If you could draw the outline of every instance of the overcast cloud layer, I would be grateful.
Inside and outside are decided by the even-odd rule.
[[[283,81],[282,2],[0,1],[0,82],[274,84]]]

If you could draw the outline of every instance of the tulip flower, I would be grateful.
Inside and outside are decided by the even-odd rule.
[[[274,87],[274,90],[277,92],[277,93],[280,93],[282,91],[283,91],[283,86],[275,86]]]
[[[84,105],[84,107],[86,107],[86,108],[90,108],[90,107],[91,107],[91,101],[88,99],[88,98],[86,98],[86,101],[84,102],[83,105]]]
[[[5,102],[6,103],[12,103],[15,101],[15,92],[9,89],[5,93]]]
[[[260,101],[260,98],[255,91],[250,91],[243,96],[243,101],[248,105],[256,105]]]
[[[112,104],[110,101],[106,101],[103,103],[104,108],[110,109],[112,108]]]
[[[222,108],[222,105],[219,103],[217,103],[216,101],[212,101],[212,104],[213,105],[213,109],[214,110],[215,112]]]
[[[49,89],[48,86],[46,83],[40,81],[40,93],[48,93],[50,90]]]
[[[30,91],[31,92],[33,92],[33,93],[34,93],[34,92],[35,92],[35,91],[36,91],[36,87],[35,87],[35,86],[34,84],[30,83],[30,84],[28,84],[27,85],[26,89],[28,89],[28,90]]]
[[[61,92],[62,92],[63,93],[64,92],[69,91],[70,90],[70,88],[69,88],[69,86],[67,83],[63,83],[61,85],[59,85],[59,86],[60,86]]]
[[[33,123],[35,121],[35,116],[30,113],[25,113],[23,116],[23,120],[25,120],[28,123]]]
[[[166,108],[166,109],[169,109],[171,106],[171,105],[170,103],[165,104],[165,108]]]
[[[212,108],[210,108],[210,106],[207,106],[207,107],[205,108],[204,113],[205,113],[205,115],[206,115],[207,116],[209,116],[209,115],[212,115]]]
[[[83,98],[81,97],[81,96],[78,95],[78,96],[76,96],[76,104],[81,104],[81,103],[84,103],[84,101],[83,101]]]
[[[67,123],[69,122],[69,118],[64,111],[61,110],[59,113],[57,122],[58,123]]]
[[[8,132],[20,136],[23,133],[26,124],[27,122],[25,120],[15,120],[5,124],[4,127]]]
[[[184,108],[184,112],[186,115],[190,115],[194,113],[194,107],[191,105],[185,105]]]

* **WORK TO DO**
Copy every line above onto the page again without changing anything.

* **EXERCISE RESPONSE**
If you could draw the outline of every instance of the overcast cloud layer, I would be grateful.
Inside and outside are decided by the even-odd rule.
[[[283,81],[282,2],[0,1],[0,82],[274,84]]]

If you could draw the outline of every instance of the tulip flower, I would be grateful.
Inside and outside are decided by the even-odd rule.
[[[274,87],[274,90],[277,92],[277,93],[280,93],[282,91],[283,91],[283,86],[275,86]]]
[[[84,105],[84,107],[86,107],[86,108],[90,108],[90,107],[91,107],[91,101],[88,99],[88,98],[86,98],[86,101],[84,102],[83,105]]]
[[[5,102],[6,103],[12,103],[15,101],[15,92],[9,89],[5,93]]]
[[[260,101],[260,98],[255,91],[250,91],[243,96],[243,101],[248,105],[256,105]]]
[[[112,104],[110,101],[106,101],[103,103],[104,108],[110,109],[112,108]]]
[[[222,108],[222,105],[219,103],[217,103],[216,101],[212,101],[212,104],[213,105],[213,109],[214,110],[215,112]]]
[[[49,89],[48,86],[46,83],[40,81],[40,93],[48,93],[50,90]]]
[[[30,91],[31,92],[33,92],[33,93],[34,93],[34,92],[35,92],[35,91],[36,91],[36,87],[35,87],[35,86],[34,84],[30,83],[30,84],[28,84],[27,85],[26,89],[28,89],[28,90]]]
[[[61,92],[62,92],[63,93],[64,92],[69,91],[70,90],[70,88],[69,88],[69,86],[67,83],[63,83],[61,85],[59,85],[59,86],[60,86]]]
[[[33,123],[35,121],[35,116],[30,113],[25,113],[23,116],[23,120],[25,120],[28,123]]]
[[[166,108],[166,109],[169,109],[171,106],[171,105],[170,103],[165,104],[165,108]]]
[[[212,108],[210,108],[210,106],[207,106],[207,107],[205,108],[204,113],[205,113],[205,115],[206,115],[207,116],[209,116],[209,115],[212,115]]]
[[[83,98],[81,97],[81,96],[78,95],[78,96],[76,96],[76,104],[81,104],[81,103],[84,103],[84,101],[83,101]]]
[[[67,123],[69,122],[69,118],[64,111],[61,110],[59,113],[57,122],[58,123]]]
[[[8,132],[20,136],[23,133],[26,124],[27,122],[25,120],[15,120],[5,124],[4,127]]]
[[[184,108],[184,112],[186,115],[190,115],[194,113],[194,107],[191,105],[185,105]]]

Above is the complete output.